→ **LISTED ENTRIES**
## begin

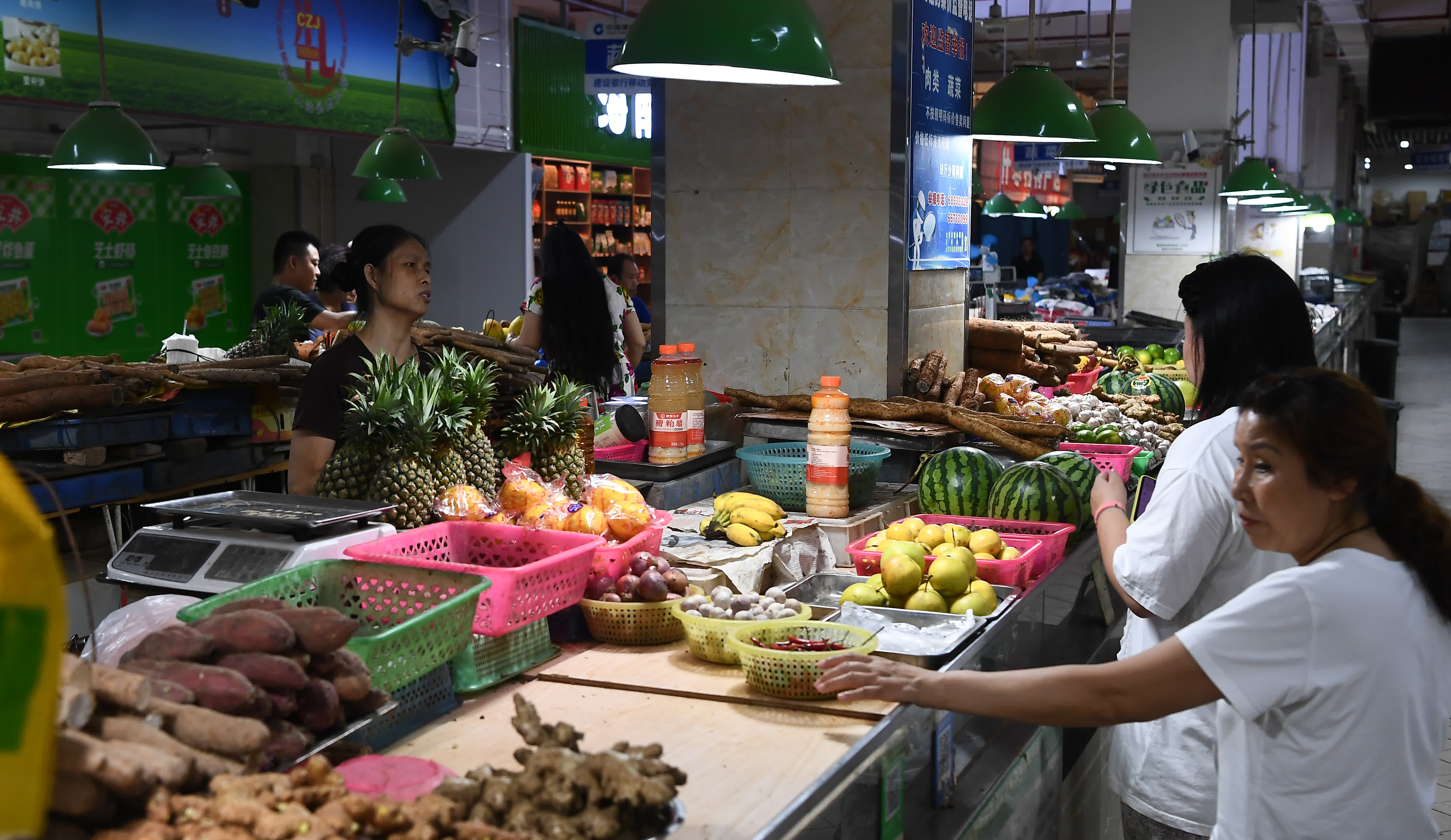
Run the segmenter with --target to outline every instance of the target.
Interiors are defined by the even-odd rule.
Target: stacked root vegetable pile
[[[155,786],[144,815],[94,840],[634,840],[670,823],[685,773],[660,760],[659,744],[583,753],[572,725],[540,722],[521,695],[514,705],[528,744],[514,753],[521,770],[485,765],[399,802],[348,791],[313,756],[287,773],[218,773],[197,794]]]
[[[383,707],[331,608],[250,598],[144,637],[120,667],[65,657],[52,811],[107,821],[158,788],[287,763]]]
[[[138,402],[158,390],[213,384],[302,384],[308,367],[287,355],[189,364],[125,363],[120,355],[30,355],[0,361],[0,422]]]

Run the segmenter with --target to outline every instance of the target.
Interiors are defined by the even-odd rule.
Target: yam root
[[[297,643],[297,635],[280,612],[238,609],[207,615],[193,627],[212,637],[216,653],[284,653]]]
[[[261,721],[168,701],[151,701],[151,705],[178,741],[209,753],[247,757],[266,747],[271,737]]]
[[[122,662],[132,659],[183,659],[200,662],[212,656],[212,637],[189,624],[163,627],[148,634],[136,647],[122,654]]]
[[[338,650],[358,628],[357,621],[331,606],[279,609],[271,615],[290,625],[297,637],[297,646],[313,656]]]
[[[119,715],[104,718],[100,722],[100,737],[107,741],[131,741],[135,744],[145,744],[178,759],[190,760],[193,782],[206,782],[212,776],[222,773],[241,773],[245,770],[245,766],[241,762],[234,762],[231,759],[223,759],[222,756],[189,747],[141,718]]]

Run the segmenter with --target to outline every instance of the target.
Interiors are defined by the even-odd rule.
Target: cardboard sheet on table
[[[509,724],[515,693],[544,722],[573,724],[588,752],[620,740],[663,746],[663,759],[689,775],[679,794],[685,824],[672,840],[753,837],[872,727],[786,708],[537,680],[467,701],[387,754],[431,759],[459,775],[485,763],[517,769],[514,750],[524,741]]]
[[[804,411],[757,411],[757,412],[744,412],[737,416],[743,419],[788,419],[800,422],[807,422],[811,418],[811,415]],[[884,429],[916,438],[940,438],[942,435],[958,434],[958,429],[949,425],[920,422],[920,421],[874,421],[865,418],[852,418],[852,428]]]
[[[750,688],[740,667],[695,659],[686,650],[685,641],[651,647],[601,644],[550,663],[538,669],[535,676],[541,680],[567,680],[577,685],[779,707],[868,721],[881,720],[897,708],[897,704],[885,701],[795,701],[770,696]]]

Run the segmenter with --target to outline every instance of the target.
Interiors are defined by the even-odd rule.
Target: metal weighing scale
[[[235,490],[142,508],[171,522],[132,534],[102,580],[206,596],[395,534],[369,522],[393,508],[380,502]]]

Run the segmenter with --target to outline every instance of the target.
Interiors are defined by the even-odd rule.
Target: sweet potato
[[[273,698],[273,717],[290,718],[297,711],[297,695],[295,692],[281,689],[270,691],[267,695]]]
[[[176,624],[147,635],[136,647],[122,654],[122,662],[132,659],[184,659],[197,662],[212,654],[212,637],[189,624]]]
[[[344,721],[342,704],[331,682],[312,678],[297,692],[297,721],[315,733],[325,733]]]
[[[290,606],[290,604],[287,604],[281,598],[273,598],[270,595],[257,595],[252,598],[238,598],[231,604],[223,604],[216,609],[213,609],[212,615],[226,615],[228,612],[237,612],[239,609],[266,609],[268,612],[273,612],[277,609],[286,609],[287,606]]]
[[[296,762],[316,741],[312,733],[300,730],[287,721],[268,721],[267,728],[271,731],[271,740],[267,741],[267,754],[279,763]]]
[[[332,686],[338,689],[338,699],[342,702],[357,702],[373,691],[373,675],[367,664],[358,654],[345,647],[313,657],[308,670],[313,676],[332,680]]]
[[[284,653],[297,643],[287,621],[280,618],[286,611],[238,609],[222,615],[209,615],[194,627],[207,633],[213,650],[226,653]],[[311,653],[311,651],[309,651]]]
[[[308,685],[308,675],[286,656],[274,653],[229,653],[216,660],[218,667],[229,667],[266,689],[299,689]]]
[[[271,615],[283,619],[296,633],[297,646],[313,656],[342,647],[358,628],[357,621],[331,606],[279,609]]]
[[[215,664],[133,659],[122,667],[145,676],[168,679],[196,693],[197,705],[226,714],[239,712],[254,705],[257,698],[263,695],[241,673]]]

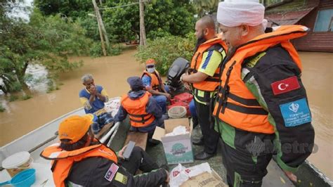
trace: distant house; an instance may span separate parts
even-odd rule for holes
[[[297,50],[333,52],[333,0],[274,0],[266,6],[265,18],[271,26],[311,29],[306,37],[292,41]]]

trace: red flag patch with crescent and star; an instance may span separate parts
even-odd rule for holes
[[[287,79],[277,81],[270,84],[274,95],[278,95],[292,90],[299,89],[299,81],[296,76],[290,77]]]

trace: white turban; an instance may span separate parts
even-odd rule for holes
[[[265,7],[258,0],[225,0],[218,4],[217,21],[226,27],[262,24],[266,27],[264,13]]]

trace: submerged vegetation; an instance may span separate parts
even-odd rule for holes
[[[109,36],[107,54],[120,54],[124,43],[137,43],[140,36],[139,6],[135,4],[137,1],[96,1]],[[139,49],[138,59],[143,61],[148,58],[156,58],[157,68],[162,74],[175,58],[189,59],[194,36],[188,33],[193,31],[196,20],[194,15],[211,12],[209,7],[216,3],[206,1],[207,4],[190,0],[145,2],[148,46]],[[122,6],[126,4],[132,5]],[[103,54],[91,1],[34,0],[28,20],[10,15],[20,6],[20,1],[4,0],[0,4],[0,93],[23,90],[24,98],[28,98],[30,95],[25,91],[31,84],[27,83],[39,80],[34,79],[27,69],[36,64],[45,67],[48,72],[46,91],[59,89],[58,75],[83,64],[69,62],[70,56],[98,57]],[[18,99],[11,95],[7,98],[11,101]]]

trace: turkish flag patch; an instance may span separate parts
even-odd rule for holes
[[[287,79],[277,81],[270,84],[274,95],[278,95],[292,90],[299,89],[299,80],[296,76],[290,77]]]

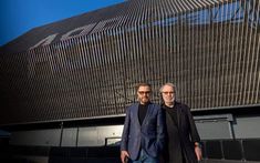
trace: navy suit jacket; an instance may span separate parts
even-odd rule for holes
[[[165,142],[164,114],[159,105],[149,103],[141,125],[138,105],[134,103],[126,111],[121,151],[127,151],[132,160],[137,159],[141,149],[149,156],[158,157]]]

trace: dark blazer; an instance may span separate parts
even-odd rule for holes
[[[132,160],[137,159],[141,149],[149,156],[158,157],[165,141],[162,109],[157,104],[149,103],[141,125],[138,105],[138,103],[134,103],[126,111],[121,151],[128,151]]]
[[[164,110],[164,105],[162,106]],[[195,142],[200,142],[200,137],[195,125],[190,109],[183,103],[175,102],[174,109],[177,111],[177,122],[173,122],[171,116],[166,113],[166,163],[197,163],[195,154]],[[174,125],[177,123],[177,128]]]

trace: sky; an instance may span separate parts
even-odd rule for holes
[[[124,0],[0,0],[0,45],[29,30]]]

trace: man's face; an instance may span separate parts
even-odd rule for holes
[[[163,99],[165,103],[173,103],[175,100],[175,90],[169,85],[165,85],[162,90]]]
[[[150,88],[149,86],[139,86],[137,91],[137,98],[141,104],[149,102]]]

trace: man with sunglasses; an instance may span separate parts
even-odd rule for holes
[[[159,105],[150,102],[150,84],[136,86],[138,102],[126,110],[121,142],[122,163],[158,163],[164,146],[164,119]]]

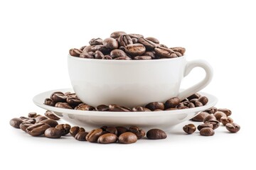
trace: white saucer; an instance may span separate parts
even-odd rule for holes
[[[33,101],[37,106],[48,110],[56,114],[64,120],[90,130],[102,125],[129,127],[137,125],[144,130],[151,128],[159,128],[169,131],[174,125],[188,120],[195,116],[200,111],[203,111],[214,106],[218,99],[215,96],[199,92],[202,96],[208,98],[207,105],[187,109],[156,111],[156,112],[100,112],[85,111],[66,108],[55,108],[43,104],[46,98],[55,91],[73,92],[72,89],[63,89],[48,91],[39,94],[33,97]]]

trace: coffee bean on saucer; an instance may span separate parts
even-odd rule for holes
[[[55,128],[61,130],[61,135],[65,136],[70,132],[71,126],[68,124],[60,124],[56,125]]]
[[[233,133],[238,132],[240,129],[240,126],[238,124],[235,123],[227,123],[225,125],[225,128],[228,131],[230,131],[230,132],[233,132]]]
[[[46,112],[45,113],[45,115],[49,119],[52,119],[54,120],[60,120],[60,118],[57,117],[55,114],[48,110],[46,110]]]
[[[15,128],[20,128],[20,125],[23,123],[23,120],[20,118],[12,118],[10,120],[10,125]]]
[[[193,124],[188,124],[183,126],[183,130],[187,134],[192,134],[196,131],[196,127]]]
[[[121,144],[135,143],[137,141],[137,137],[133,132],[127,132],[119,136],[118,141]]]
[[[167,135],[160,129],[151,129],[146,132],[146,137],[149,140],[162,140],[166,138]]]
[[[213,136],[214,134],[214,130],[210,128],[204,128],[200,130],[200,135],[202,136]]]

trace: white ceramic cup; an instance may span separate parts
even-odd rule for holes
[[[188,62],[183,56],[154,60],[107,60],[68,57],[73,88],[85,103],[117,104],[127,107],[181,100],[206,87],[213,69],[201,60]],[[180,92],[181,80],[195,67],[206,71],[205,78]]]

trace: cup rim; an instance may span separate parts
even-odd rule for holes
[[[174,60],[178,60],[182,59],[186,59],[186,55],[183,55],[181,57],[176,57],[176,58],[164,58],[164,59],[157,59],[157,60],[101,60],[101,59],[87,59],[87,58],[80,58],[78,57],[74,57],[68,54],[68,58],[72,60],[82,60],[82,61],[87,61],[87,62],[166,62],[166,61],[174,61]]]

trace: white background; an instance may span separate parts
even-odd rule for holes
[[[168,4],[167,4],[168,1]],[[1,1],[0,169],[215,169],[255,168],[255,6],[253,1]],[[237,134],[220,127],[213,137],[186,135],[184,123],[159,141],[97,144],[70,137],[32,137],[10,119],[44,110],[32,98],[70,87],[67,55],[71,47],[115,30],[157,38],[186,48],[188,60],[203,59],[214,78],[203,91],[217,107],[233,110]],[[200,80],[195,69],[183,87]]]

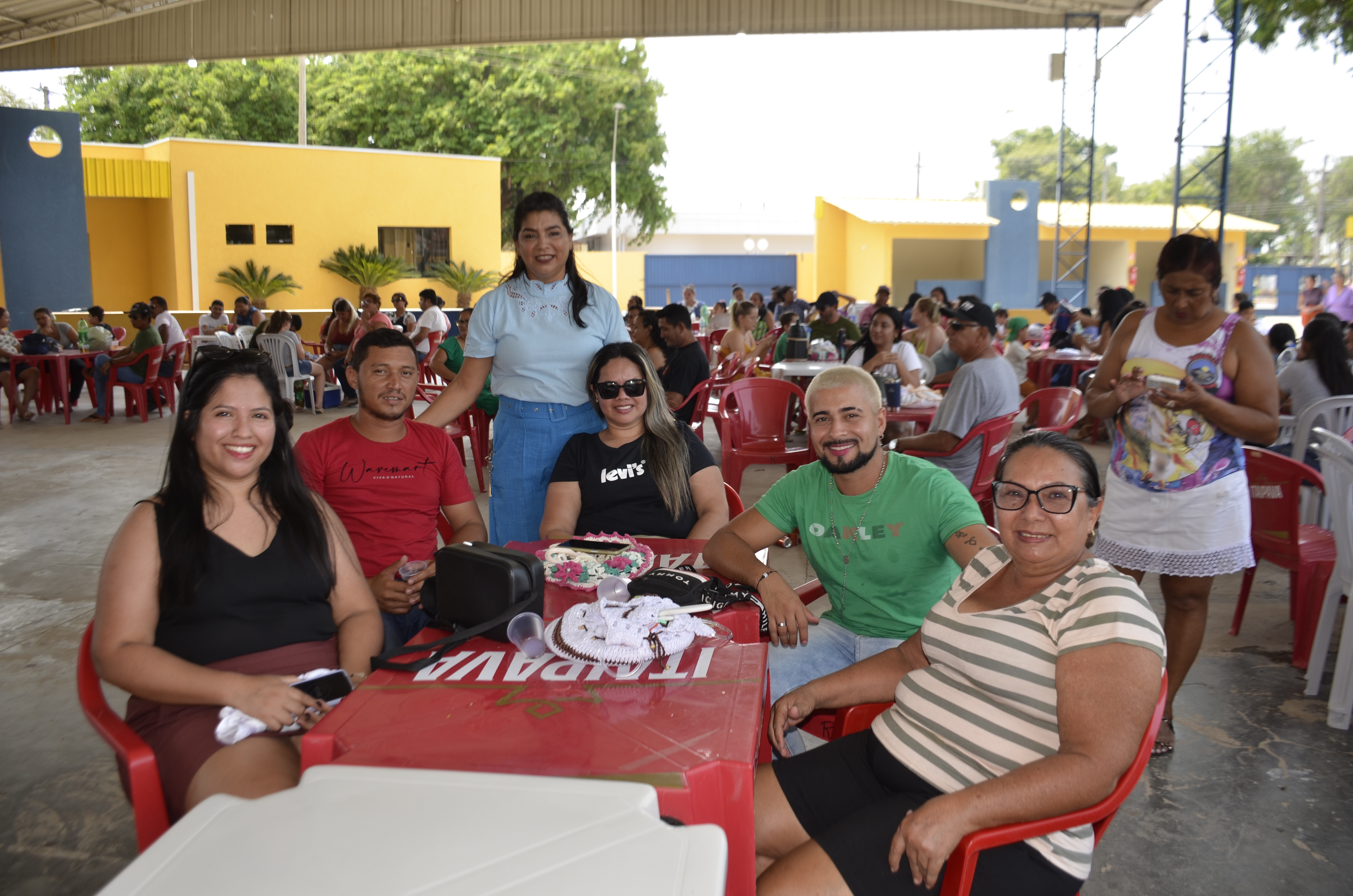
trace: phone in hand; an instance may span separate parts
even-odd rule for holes
[[[319,678],[298,681],[292,685],[292,688],[310,694],[315,700],[333,702],[334,700],[342,700],[352,693],[352,678],[348,677],[346,671],[340,669],[336,673],[321,675]]]
[[[583,551],[586,554],[597,554],[601,556],[616,556],[621,551],[628,551],[635,545],[628,541],[591,541],[589,539],[568,539],[567,541],[560,541],[555,547],[568,548],[570,551]]]

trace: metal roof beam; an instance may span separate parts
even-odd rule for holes
[[[1058,28],[1068,11],[1120,27],[1157,0],[108,0],[76,14],[70,3],[0,0],[0,15],[55,23],[0,27],[0,70],[737,32]]]

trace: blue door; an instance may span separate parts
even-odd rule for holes
[[[798,288],[798,256],[792,254],[649,254],[644,256],[644,305],[681,302],[686,284],[705,305],[728,302],[733,284],[747,295],[760,292],[770,303],[773,286]]]

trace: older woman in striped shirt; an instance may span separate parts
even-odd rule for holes
[[[1160,693],[1165,637],[1141,589],[1091,552],[1099,471],[1066,436],[1011,444],[980,551],[921,629],[781,697],[771,739],[815,709],[893,698],[870,731],[756,774],[758,888],[920,893],[963,835],[1108,796]],[[787,755],[787,754],[786,754]],[[988,850],[982,893],[1076,893],[1089,826]]]

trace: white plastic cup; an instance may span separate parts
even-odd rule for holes
[[[545,655],[545,620],[538,613],[517,613],[507,623],[507,640],[530,659]]]
[[[428,568],[428,560],[409,560],[399,567],[399,573],[395,575],[396,582],[407,582],[413,577],[418,575]]]
[[[624,604],[629,600],[629,579],[624,575],[607,575],[597,582],[597,597],[614,604]]]

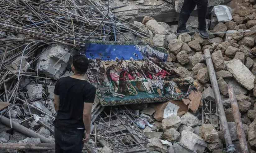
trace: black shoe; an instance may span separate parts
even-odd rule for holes
[[[207,31],[206,31],[206,29],[201,30],[198,28],[197,28],[196,31],[197,32],[199,33],[199,35],[201,36],[201,37],[202,38],[208,39],[210,37],[209,35],[208,34],[208,33],[207,33]]]
[[[178,36],[182,33],[188,33],[190,35],[193,35],[195,34],[195,32],[193,30],[189,30],[187,28],[184,30],[177,30],[177,33],[176,35]]]

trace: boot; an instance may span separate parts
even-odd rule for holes
[[[205,29],[202,30],[197,28],[196,29],[196,31],[197,32],[199,33],[199,35],[202,38],[208,39],[210,37],[209,34],[207,33],[207,31],[206,31],[206,29]]]

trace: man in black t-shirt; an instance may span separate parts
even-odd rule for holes
[[[83,142],[90,138],[91,109],[96,89],[85,80],[89,64],[87,58],[77,55],[72,59],[74,75],[60,79],[54,90],[56,153],[81,153]]]

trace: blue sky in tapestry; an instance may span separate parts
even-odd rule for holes
[[[93,55],[94,59],[100,57],[98,54],[101,53],[105,60],[108,59],[107,58],[108,56],[110,57],[109,58],[110,60],[115,60],[117,57],[119,59],[123,57],[125,60],[128,60],[131,57],[137,59],[137,57],[133,55],[135,53],[138,55],[138,58],[139,59],[142,59],[142,55],[139,51],[136,50],[134,47],[135,46],[134,45],[87,44],[86,47],[86,57],[91,59],[91,56],[89,55]]]

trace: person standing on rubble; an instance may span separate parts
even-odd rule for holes
[[[208,0],[184,0],[179,14],[177,36],[183,33],[188,33],[191,35],[195,33],[193,31],[189,30],[186,28],[186,23],[196,5],[198,24],[198,27],[196,31],[202,38],[208,38],[209,37],[209,35],[206,31],[205,21],[208,3]]]
[[[57,112],[54,121],[56,153],[81,153],[83,142],[90,138],[91,109],[96,88],[85,80],[89,60],[81,55],[73,56],[72,59],[74,75],[60,79],[54,90],[54,107]]]

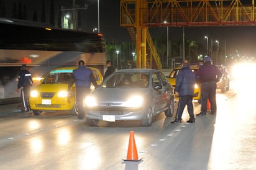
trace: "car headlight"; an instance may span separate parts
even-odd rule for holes
[[[133,96],[130,97],[124,105],[129,107],[140,107],[143,105],[143,97],[140,96]]]
[[[68,92],[66,91],[62,91],[58,93],[58,97],[66,97],[68,96]]]
[[[85,99],[85,105],[88,107],[94,107],[97,105],[96,100],[92,96],[87,96]]]
[[[37,97],[38,95],[39,92],[37,91],[34,90],[30,92],[30,96],[32,97]]]

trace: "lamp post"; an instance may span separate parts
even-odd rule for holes
[[[116,66],[118,69],[118,54],[119,53],[119,51],[116,50]]]
[[[167,24],[167,21],[163,22],[165,24]],[[167,26],[167,68],[168,68],[168,56],[169,56],[169,27]]]
[[[70,17],[70,15],[64,15],[63,16],[63,28],[64,29],[68,29],[68,18]]]
[[[207,36],[204,36],[204,38],[206,39],[206,49],[207,49],[207,55],[209,55],[209,38]]]
[[[218,64],[218,58],[219,58],[219,41],[218,41],[218,40],[216,40],[215,42],[217,43],[216,63]]]
[[[98,5],[98,32],[99,32],[99,0],[98,0],[97,5]]]

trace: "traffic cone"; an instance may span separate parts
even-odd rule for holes
[[[126,159],[127,161],[139,161],[138,153],[137,151],[136,143],[135,143],[134,131],[130,131],[130,138],[129,140],[128,151]]]
[[[207,105],[206,105],[207,110],[211,110],[211,103],[209,101],[209,99],[207,99]]]

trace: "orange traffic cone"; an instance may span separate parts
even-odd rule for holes
[[[130,131],[127,156],[126,157],[126,159],[124,159],[124,161],[139,161],[140,159],[139,159],[138,158],[138,153],[137,151],[136,144],[135,143],[134,131]]]
[[[211,103],[209,101],[209,99],[207,99],[207,105],[206,105],[207,110],[211,110]]]

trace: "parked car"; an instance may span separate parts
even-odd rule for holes
[[[41,83],[30,93],[29,102],[34,115],[43,110],[71,110],[72,115],[78,115],[75,100],[75,86],[71,87],[71,92],[68,91],[68,82],[73,70],[77,66],[62,67],[50,71]],[[99,69],[89,67],[100,84],[103,79]],[[91,86],[91,91],[94,87]]]
[[[169,76],[168,76],[168,81],[169,83],[173,86],[174,88],[174,91],[175,91],[175,83],[176,83],[176,78],[177,76],[177,74],[180,71],[180,69],[182,67],[176,67],[173,70],[171,70],[171,73],[170,73]],[[190,69],[192,70],[192,71],[194,73],[194,74],[196,74],[196,72],[198,70],[199,66],[198,65],[191,65],[190,66]],[[200,87],[199,85],[198,85],[196,83],[194,84],[194,97],[193,99],[194,100],[198,100],[198,101],[200,100],[201,97],[201,91],[200,91]],[[175,99],[178,99],[179,97],[178,96],[175,95]]]
[[[224,65],[216,65],[222,73],[222,76],[218,83],[217,83],[217,89],[221,89],[221,92],[225,92],[229,90],[230,76],[227,68]]]
[[[173,115],[174,91],[158,70],[122,69],[87,96],[85,107],[89,125],[96,125],[99,120],[140,120],[142,126],[150,126],[157,114]]]

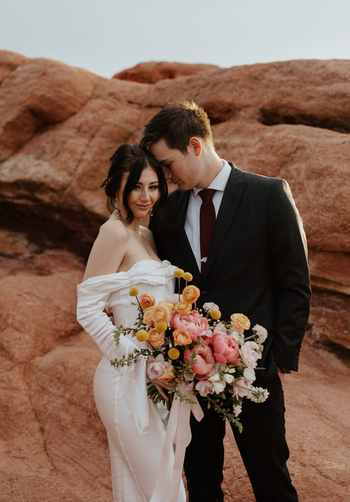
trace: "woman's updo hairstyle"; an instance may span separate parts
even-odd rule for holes
[[[107,195],[107,207],[112,213],[116,209],[114,204],[115,194],[120,189],[124,175],[129,173],[123,194],[123,205],[127,212],[125,222],[130,224],[134,219],[134,214],[128,203],[128,197],[136,187],[141,173],[147,167],[153,169],[158,179],[159,198],[153,206],[153,215],[157,228],[160,227],[168,200],[168,185],[163,169],[154,157],[139,145],[122,145],[110,158],[110,167],[108,176],[101,185],[104,187]]]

## end

Please count the lines in the listing above that contain the string "saucer". Reply with the number alone.

→ **REPLY TO THE TASK**
2